*** Opening of Records supplied ***

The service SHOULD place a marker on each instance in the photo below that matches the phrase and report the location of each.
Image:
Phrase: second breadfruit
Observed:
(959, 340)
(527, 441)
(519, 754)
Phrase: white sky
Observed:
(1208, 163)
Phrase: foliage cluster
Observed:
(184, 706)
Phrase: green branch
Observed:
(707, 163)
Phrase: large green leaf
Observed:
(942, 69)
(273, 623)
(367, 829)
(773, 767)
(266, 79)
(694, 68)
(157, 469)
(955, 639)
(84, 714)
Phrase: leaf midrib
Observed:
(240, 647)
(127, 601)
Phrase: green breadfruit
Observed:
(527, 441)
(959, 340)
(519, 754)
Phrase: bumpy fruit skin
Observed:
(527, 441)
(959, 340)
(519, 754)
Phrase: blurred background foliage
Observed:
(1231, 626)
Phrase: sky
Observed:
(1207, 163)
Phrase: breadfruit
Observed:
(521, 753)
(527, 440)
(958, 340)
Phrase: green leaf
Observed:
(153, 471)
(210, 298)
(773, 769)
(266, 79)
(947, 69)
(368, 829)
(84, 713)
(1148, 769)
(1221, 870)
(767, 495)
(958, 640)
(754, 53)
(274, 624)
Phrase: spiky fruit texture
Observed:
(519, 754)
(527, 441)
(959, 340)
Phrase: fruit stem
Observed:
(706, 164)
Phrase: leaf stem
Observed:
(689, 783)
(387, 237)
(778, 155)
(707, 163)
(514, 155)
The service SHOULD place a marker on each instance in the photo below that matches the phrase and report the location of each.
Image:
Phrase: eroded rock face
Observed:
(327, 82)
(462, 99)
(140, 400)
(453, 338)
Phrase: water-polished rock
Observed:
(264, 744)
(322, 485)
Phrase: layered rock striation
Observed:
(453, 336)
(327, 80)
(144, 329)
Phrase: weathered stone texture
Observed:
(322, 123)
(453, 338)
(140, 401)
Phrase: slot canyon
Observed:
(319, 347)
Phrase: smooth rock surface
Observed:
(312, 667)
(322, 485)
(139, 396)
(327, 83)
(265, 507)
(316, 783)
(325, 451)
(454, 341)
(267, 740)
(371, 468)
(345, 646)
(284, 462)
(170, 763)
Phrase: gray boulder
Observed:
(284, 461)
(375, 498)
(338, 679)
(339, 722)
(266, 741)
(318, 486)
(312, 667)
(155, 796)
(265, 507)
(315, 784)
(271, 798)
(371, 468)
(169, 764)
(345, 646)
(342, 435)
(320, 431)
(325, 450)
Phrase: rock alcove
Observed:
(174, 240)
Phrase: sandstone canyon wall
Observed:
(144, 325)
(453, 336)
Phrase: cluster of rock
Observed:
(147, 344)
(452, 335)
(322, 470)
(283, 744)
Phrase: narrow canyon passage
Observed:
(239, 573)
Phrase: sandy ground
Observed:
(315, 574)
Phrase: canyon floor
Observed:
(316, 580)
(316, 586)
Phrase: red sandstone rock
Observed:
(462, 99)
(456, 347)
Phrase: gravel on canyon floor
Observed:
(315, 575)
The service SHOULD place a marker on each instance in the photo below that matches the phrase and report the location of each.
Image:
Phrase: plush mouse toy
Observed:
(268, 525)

*** Close of Records supplied ***
*** Opening of Records supplied ***

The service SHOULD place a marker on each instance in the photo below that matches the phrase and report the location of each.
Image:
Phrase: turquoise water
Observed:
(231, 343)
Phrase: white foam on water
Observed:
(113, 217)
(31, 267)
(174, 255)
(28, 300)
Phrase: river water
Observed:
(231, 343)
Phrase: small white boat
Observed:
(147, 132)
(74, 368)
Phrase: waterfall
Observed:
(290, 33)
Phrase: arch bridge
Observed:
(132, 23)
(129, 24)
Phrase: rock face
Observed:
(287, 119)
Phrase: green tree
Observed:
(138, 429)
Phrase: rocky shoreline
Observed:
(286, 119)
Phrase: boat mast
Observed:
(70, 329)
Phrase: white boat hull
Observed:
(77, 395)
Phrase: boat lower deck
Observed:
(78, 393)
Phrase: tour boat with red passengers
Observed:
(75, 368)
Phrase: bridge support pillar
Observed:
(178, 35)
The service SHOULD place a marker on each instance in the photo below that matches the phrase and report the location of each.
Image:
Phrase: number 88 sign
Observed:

*** Close of Records supplied ***

■ Activity
Go through the entries and copy every line with "canyon".

■ Task output
Phrase: slot canyon
Phrase: sandstone canyon wall
Phrase: narrow canyon passage
Phrase: canyon floor
Phrase: gravel on canyon floor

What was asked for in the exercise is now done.